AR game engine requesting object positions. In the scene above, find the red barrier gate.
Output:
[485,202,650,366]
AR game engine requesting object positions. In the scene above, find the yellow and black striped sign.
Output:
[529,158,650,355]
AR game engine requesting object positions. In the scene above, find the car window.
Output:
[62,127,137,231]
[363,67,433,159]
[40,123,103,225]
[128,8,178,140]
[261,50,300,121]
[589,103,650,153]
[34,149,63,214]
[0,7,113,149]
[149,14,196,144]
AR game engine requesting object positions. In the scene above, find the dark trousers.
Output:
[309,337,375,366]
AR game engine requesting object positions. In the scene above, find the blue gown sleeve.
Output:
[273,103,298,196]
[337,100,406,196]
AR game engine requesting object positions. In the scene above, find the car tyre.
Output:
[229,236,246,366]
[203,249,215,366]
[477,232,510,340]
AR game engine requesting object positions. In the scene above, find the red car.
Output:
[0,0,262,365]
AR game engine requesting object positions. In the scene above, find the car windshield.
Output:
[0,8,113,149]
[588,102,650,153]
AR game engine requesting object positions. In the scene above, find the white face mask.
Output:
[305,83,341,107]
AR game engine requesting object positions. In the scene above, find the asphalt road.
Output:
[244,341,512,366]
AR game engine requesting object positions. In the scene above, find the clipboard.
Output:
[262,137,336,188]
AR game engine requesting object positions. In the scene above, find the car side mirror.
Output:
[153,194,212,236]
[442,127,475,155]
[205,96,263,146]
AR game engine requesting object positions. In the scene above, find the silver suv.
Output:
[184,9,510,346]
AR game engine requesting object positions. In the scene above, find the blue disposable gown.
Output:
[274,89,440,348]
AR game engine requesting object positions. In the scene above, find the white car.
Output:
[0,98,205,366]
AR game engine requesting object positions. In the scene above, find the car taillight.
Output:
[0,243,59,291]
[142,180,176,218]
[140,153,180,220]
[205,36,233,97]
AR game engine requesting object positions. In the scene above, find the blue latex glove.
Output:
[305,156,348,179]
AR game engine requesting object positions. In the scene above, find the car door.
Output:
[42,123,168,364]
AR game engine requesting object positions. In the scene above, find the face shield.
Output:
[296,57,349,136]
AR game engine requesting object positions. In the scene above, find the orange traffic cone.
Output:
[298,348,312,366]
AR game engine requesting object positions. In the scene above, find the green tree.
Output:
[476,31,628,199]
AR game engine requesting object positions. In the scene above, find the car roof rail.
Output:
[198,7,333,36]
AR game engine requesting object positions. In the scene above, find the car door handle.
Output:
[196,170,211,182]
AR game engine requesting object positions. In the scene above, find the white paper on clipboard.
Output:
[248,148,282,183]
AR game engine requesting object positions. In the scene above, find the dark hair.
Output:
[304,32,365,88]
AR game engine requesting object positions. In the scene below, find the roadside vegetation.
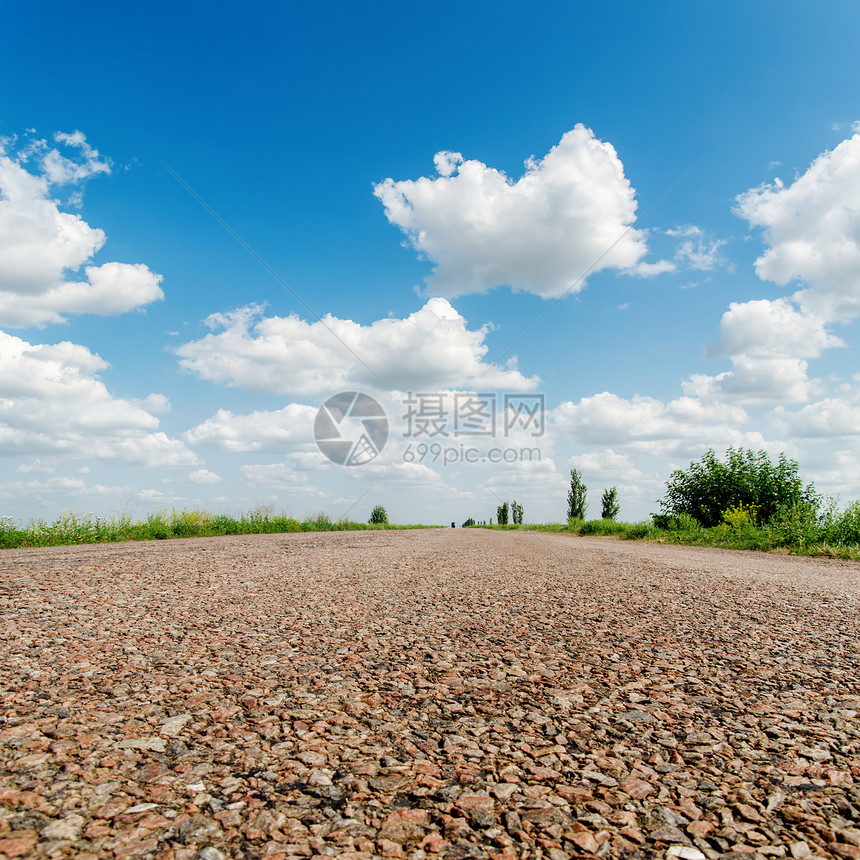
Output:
[0,506,421,549]
[464,448,860,560]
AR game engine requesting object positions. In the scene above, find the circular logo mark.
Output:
[314,391,388,466]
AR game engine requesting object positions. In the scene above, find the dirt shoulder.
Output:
[0,529,860,860]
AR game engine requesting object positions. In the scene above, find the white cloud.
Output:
[188,469,221,484]
[0,132,163,326]
[0,332,197,465]
[551,391,761,456]
[736,134,860,321]
[682,355,818,406]
[176,298,538,394]
[183,403,317,452]
[684,299,845,404]
[374,125,672,297]
[666,224,726,272]
[706,299,845,358]
[239,457,325,498]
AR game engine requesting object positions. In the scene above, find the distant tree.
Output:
[600,487,621,520]
[496,502,508,526]
[660,448,820,527]
[368,505,388,526]
[567,469,588,520]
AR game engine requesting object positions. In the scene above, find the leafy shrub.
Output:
[622,520,660,540]
[766,502,822,549]
[368,505,388,526]
[820,502,860,545]
[567,469,588,520]
[659,448,819,527]
[600,487,621,520]
[511,501,523,526]
[579,518,628,535]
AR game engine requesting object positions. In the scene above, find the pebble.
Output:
[0,529,860,860]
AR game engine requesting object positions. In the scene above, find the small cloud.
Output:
[188,469,221,484]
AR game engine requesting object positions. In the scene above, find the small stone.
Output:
[125,803,158,815]
[0,836,35,857]
[616,711,658,723]
[194,845,227,860]
[666,845,708,860]
[158,714,191,738]
[648,825,690,845]
[117,737,167,752]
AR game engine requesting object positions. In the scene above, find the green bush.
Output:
[820,502,860,546]
[600,487,621,520]
[368,505,388,526]
[567,469,588,521]
[765,502,822,548]
[579,519,629,535]
[659,448,820,527]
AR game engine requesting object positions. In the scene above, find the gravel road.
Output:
[0,529,860,860]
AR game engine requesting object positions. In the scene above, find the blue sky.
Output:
[0,0,860,522]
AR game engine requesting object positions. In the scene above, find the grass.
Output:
[475,503,860,561]
[0,506,430,549]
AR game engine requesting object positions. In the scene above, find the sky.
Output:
[0,0,860,525]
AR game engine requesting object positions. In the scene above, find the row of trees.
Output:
[567,469,621,520]
[567,448,821,528]
[496,501,523,526]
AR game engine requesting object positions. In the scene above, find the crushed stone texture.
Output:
[0,529,860,860]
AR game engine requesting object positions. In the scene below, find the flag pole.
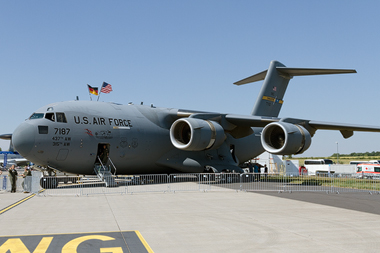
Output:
[96,89,102,101]
[87,84,92,101]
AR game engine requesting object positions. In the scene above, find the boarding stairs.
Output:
[94,157,117,187]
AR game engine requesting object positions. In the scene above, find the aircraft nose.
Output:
[12,122,35,157]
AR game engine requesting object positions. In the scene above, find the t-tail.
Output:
[234,61,356,117]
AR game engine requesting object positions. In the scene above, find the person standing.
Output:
[22,166,32,193]
[8,165,18,193]
[264,164,268,180]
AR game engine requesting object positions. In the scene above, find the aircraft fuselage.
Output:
[12,101,263,174]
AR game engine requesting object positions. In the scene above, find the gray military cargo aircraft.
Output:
[12,61,380,179]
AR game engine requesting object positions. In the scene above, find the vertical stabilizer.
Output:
[234,61,356,117]
[251,61,291,117]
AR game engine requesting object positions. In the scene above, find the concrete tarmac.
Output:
[0,190,380,253]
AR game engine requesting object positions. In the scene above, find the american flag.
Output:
[100,82,112,93]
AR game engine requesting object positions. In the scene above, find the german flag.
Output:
[87,84,99,96]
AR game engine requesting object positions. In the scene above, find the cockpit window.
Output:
[56,112,67,123]
[45,112,55,121]
[29,113,44,119]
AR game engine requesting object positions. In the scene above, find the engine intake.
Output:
[170,118,226,151]
[261,122,311,155]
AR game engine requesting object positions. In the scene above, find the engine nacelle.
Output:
[261,122,311,155]
[170,118,226,151]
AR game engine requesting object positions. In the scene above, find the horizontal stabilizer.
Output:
[234,66,356,85]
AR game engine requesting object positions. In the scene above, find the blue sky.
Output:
[0,0,380,156]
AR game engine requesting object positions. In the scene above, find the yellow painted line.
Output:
[0,193,36,214]
[0,230,154,253]
[135,230,154,253]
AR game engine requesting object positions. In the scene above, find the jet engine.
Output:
[170,118,226,151]
[261,122,311,155]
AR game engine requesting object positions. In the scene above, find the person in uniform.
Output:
[21,166,32,193]
[8,165,18,193]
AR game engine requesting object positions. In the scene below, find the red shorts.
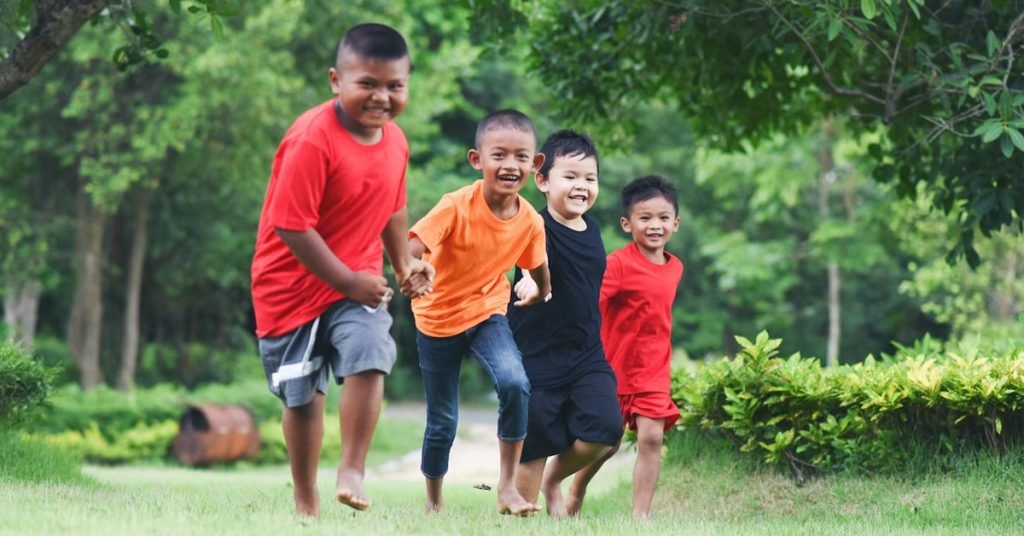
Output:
[618,393,679,431]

WHAT IS NEEDED
Scale the lines from the first one through the line containing "[205,36,233,97]", inclusive, and rewrite only that span. Keep the requests unchanged, but multiply every bounding-box coordinate in the answers by 0.45 and round to whole numbers, with halves rounding up.

ANSWER BELOW
AR game engine requesting object positions. In the scene above, find the red barrier gate.
Output:
[218,91,293,165]
AR game engine requesting object positions. In the scene above, find the yellow and black striped sign.
Output:
[238,71,293,160]
AR game engine requesting object positions. In the scene above, find the car window.
Output:
[28,57,62,104]
[163,30,195,72]
[18,55,46,101]
[58,4,80,63]
[117,23,135,54]
[265,46,293,69]
[15,67,28,96]
[0,3,51,67]
[67,6,88,65]
AR game engine requesting object positions. In the scene above, find the dark trousers.
Output:
[139,152,169,165]
AR game engine requesting object positions. In the scene above, find the blue gown sleeve.
Output:
[123,46,134,88]
[152,45,183,88]
AR game engine requesting object positions. In the scene above, find the car tyre.
Output:
[103,106,111,165]
[91,112,97,165]
[215,104,230,153]
AR game engine requesting object positions. In the scene above, find the red car.
Output:
[0,0,118,164]
AR game engine requesting object positions. In the scene above, find the car windshield.
Output:
[0,4,51,67]
[265,46,293,69]
AR game engine requesting object positions. In the scene above, find the white face mask.
Output:
[137,37,153,48]
AR game engine requesting object positions. In the scene above, find the asphalt road.
Output:
[110,153,230,165]
AR game engine requesting object positions. In the scene above, find the clipboard.
Output:
[118,62,151,85]
AR game engine requesting object positions. In the scene above, find the car side mirror.
Output:
[69,87,95,106]
[199,57,214,70]
[92,43,118,66]
AR game engine requesting object positions. In the scene above, find the silver suv.
Output:
[83,4,230,156]
AR game engine requesting object positions. In the scene above, find the blue disposable gown.
Output:
[123,40,198,157]
AR game engine requesting object positions. In the scene above, find the white car.
Output:
[0,44,92,165]
AR game engine requesting object positions. In the scene above, find the car taillight.
Output:
[0,109,27,131]
[64,81,79,98]
[63,69,81,99]
[92,16,105,44]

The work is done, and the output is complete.